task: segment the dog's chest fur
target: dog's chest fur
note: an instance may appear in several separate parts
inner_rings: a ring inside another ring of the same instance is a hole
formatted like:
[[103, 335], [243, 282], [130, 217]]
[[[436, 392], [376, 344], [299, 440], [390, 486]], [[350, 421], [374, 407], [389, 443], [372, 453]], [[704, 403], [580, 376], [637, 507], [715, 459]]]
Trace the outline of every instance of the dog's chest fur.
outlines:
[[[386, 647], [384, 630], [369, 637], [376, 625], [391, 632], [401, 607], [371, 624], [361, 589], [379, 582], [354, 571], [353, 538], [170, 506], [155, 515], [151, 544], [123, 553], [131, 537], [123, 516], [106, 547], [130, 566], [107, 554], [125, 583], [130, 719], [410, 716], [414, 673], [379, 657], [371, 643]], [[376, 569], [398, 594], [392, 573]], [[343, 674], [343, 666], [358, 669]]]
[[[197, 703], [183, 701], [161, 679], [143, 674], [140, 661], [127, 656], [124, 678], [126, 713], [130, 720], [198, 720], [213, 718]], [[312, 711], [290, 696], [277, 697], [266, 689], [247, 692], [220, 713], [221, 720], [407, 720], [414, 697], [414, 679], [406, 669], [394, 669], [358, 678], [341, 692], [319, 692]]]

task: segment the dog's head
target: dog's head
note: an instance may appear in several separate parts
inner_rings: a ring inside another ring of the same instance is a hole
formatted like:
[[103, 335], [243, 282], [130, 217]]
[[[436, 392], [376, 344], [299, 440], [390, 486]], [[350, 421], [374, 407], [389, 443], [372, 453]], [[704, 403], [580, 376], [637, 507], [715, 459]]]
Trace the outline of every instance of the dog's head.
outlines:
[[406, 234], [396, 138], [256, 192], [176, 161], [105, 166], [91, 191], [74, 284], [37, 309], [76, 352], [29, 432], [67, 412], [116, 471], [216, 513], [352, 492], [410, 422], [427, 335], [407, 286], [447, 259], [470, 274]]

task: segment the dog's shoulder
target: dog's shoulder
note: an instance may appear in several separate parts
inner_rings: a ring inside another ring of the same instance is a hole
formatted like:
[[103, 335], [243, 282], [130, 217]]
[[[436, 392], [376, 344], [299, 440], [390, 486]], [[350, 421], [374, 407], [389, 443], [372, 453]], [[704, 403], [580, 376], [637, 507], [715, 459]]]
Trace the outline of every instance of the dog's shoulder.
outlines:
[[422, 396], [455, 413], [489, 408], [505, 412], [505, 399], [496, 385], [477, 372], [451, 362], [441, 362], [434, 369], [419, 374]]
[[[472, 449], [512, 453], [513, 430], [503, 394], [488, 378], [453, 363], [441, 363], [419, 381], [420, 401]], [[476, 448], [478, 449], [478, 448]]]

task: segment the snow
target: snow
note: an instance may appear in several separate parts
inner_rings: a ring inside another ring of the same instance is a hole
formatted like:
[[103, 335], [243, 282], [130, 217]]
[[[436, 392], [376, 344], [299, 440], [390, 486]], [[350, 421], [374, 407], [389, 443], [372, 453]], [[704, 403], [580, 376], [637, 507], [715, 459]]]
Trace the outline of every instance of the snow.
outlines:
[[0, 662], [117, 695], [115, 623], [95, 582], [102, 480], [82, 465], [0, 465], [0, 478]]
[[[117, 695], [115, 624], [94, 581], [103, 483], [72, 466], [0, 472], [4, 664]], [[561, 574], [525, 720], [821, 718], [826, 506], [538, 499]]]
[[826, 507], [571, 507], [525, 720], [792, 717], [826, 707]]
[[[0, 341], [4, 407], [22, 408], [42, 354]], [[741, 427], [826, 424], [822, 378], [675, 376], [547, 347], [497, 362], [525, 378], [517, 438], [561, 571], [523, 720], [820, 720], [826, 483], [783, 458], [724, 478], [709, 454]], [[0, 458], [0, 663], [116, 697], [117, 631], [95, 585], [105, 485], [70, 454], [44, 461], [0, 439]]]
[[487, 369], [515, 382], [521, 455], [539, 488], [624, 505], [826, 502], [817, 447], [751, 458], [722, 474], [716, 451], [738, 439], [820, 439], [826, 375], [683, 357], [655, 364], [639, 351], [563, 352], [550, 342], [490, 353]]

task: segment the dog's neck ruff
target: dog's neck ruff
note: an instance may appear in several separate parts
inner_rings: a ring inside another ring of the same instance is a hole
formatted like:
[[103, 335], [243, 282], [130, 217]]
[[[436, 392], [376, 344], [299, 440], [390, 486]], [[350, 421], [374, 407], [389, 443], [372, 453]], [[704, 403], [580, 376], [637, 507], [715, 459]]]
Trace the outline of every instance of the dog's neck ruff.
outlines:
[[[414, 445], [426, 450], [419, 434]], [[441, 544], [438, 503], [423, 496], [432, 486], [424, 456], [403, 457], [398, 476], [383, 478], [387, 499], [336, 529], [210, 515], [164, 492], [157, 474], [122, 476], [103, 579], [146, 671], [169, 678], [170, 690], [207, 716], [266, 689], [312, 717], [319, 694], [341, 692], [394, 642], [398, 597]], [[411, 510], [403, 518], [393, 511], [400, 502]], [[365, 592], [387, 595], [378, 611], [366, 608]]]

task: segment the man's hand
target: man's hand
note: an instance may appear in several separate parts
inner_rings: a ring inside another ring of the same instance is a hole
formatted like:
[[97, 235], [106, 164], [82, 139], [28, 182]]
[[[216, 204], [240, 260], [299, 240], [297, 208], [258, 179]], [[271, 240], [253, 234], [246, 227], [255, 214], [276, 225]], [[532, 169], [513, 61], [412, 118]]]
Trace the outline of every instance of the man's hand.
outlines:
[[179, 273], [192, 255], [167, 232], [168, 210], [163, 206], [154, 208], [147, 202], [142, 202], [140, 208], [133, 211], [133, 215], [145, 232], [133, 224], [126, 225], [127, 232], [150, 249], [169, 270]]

******************************

Prompt. A verbatim copy of the listing is to be returned in full.

Exercise response.
task: segment the dog's chest fur
target: dog's chest fur
note: an instance may appear in several separate parts
inner_rings: a ring inside another ring of the same instance is a hole
formatted like:
[[103, 335], [243, 282], [130, 217]]
[[[436, 392], [376, 344], [299, 440], [390, 486]], [[350, 421], [374, 407], [389, 443], [372, 453]], [[704, 403], [580, 376], [637, 507], [715, 459]]]
Trace the outline of every instance of the dog's chest fur.
outlines:
[[[386, 647], [384, 630], [369, 637], [376, 625], [391, 632], [401, 607], [371, 624], [361, 589], [379, 582], [354, 571], [353, 538], [170, 506], [155, 515], [151, 544], [123, 553], [131, 537], [123, 516], [106, 547], [130, 566], [107, 554], [125, 583], [130, 719], [410, 716], [414, 673], [379, 657], [371, 643]], [[376, 569], [398, 594], [392, 573]], [[343, 674], [343, 666], [358, 669]]]
[[[197, 703], [183, 701], [161, 679], [143, 674], [140, 661], [127, 656], [124, 678], [126, 713], [130, 720], [198, 720], [213, 718]], [[312, 711], [290, 696], [277, 697], [266, 689], [247, 692], [220, 713], [221, 720], [407, 720], [414, 697], [414, 679], [406, 669], [394, 669], [358, 678], [341, 692], [319, 692]]]

task: segment the dog's head
target: dog's head
note: an instance may appear in several separate parts
inner_rings: a ring inside another ring of the same instance is a hole
formatted like:
[[103, 335], [243, 282], [130, 217]]
[[[436, 392], [376, 344], [299, 440], [390, 486]], [[350, 421], [374, 407], [389, 443], [372, 453]], [[704, 403], [580, 376], [637, 507], [715, 459]]]
Trace the outline of every instance of the dog's head.
outlines:
[[406, 234], [396, 138], [256, 192], [176, 161], [105, 166], [91, 191], [74, 284], [37, 309], [76, 352], [29, 432], [67, 412], [116, 471], [216, 513], [352, 492], [410, 422], [427, 335], [407, 286], [447, 259], [470, 274]]

task: segment the dog's shoulder
target: dog's shoulder
note: an instance may appear in several separate parts
inner_rings: a ring inside another ring of the same instance is a hole
formatted like:
[[103, 335], [243, 282], [130, 217]]
[[[436, 392], [376, 344], [299, 440], [390, 486]], [[350, 421], [374, 407], [389, 443], [372, 453]], [[704, 403], [580, 376], [637, 507], [715, 459]]]
Trace the outline of every instance of the dog's shoulder.
outlines:
[[422, 396], [455, 413], [489, 408], [505, 412], [505, 399], [496, 385], [477, 372], [451, 362], [441, 362], [434, 369], [419, 374]]
[[[472, 449], [512, 453], [513, 430], [503, 394], [488, 378], [453, 363], [441, 363], [419, 381], [420, 401]], [[476, 448], [478, 449], [478, 448]]]

task: segment the snow
target: snow
note: an instance may appear in several separate parts
inner_rings: a ring inside another ring of the same instance is a hole
formatted like:
[[103, 335], [243, 282], [130, 217]]
[[[436, 392], [376, 344], [299, 440], [390, 486]], [[350, 421], [374, 407], [389, 443], [372, 453]], [[704, 403], [580, 376], [637, 507], [715, 459]]]
Trace the outline of every instance of the snow.
outlines:
[[0, 662], [117, 695], [115, 623], [95, 582], [102, 480], [82, 465], [0, 465], [0, 478]]
[[[117, 695], [115, 624], [94, 581], [103, 483], [72, 466], [0, 472], [4, 664]], [[561, 574], [525, 720], [821, 718], [826, 506], [538, 499]]]
[[826, 507], [571, 507], [525, 720], [792, 717], [826, 707]]
[[[0, 341], [4, 407], [22, 408], [42, 354]], [[741, 427], [826, 424], [822, 378], [675, 376], [547, 347], [497, 362], [525, 378], [517, 438], [561, 571], [523, 720], [820, 720], [826, 483], [783, 458], [724, 478], [709, 454]], [[0, 458], [0, 663], [116, 697], [117, 631], [95, 585], [105, 485], [70, 454], [44, 461], [0, 439]]]
[[487, 369], [515, 382], [521, 455], [539, 488], [624, 505], [826, 502], [817, 447], [751, 458], [722, 474], [716, 451], [738, 439], [820, 439], [826, 375], [683, 357], [655, 364], [639, 351], [563, 352], [550, 342], [490, 353]]

task: segment the dog's neck ruff
target: dog's neck ruff
note: an instance may appear in several separate parts
inner_rings: a ring inside another ring of the same instance is a hole
formatted like:
[[103, 335], [243, 282], [130, 217]]
[[[436, 392], [376, 344], [299, 440], [390, 486]], [[350, 421], [374, 407], [389, 443], [372, 453]], [[704, 403], [580, 376], [637, 507], [715, 459]]]
Trace the outline of every instance of the dog's neck ruff.
outlines:
[[[414, 445], [426, 450], [419, 434]], [[441, 544], [438, 503], [423, 496], [432, 486], [424, 456], [403, 457], [398, 476], [383, 478], [387, 499], [336, 529], [210, 515], [164, 492], [157, 474], [122, 476], [103, 579], [146, 671], [169, 678], [170, 690], [207, 716], [266, 689], [312, 717], [319, 694], [341, 692], [394, 642], [398, 597]], [[411, 510], [403, 518], [393, 511], [400, 502]], [[365, 592], [387, 595], [378, 611], [366, 608]]]

task: segment the man's hand
target: man's hand
note: an instance may appear in several separate parts
inner_rings: a ring inside another ring of the same instance is a hole
formatted like:
[[97, 235], [106, 164], [82, 139], [28, 182]]
[[[216, 204], [240, 260], [299, 240], [297, 208], [258, 179]], [[271, 240], [253, 234], [246, 227], [255, 214], [276, 225]], [[532, 169], [513, 61], [412, 118]]]
Trace the outline of every instance of the man's hand.
outlines:
[[179, 273], [192, 255], [167, 232], [168, 210], [163, 206], [154, 208], [147, 202], [142, 202], [140, 208], [133, 211], [133, 215], [145, 232], [133, 224], [126, 225], [127, 232], [150, 249], [169, 270]]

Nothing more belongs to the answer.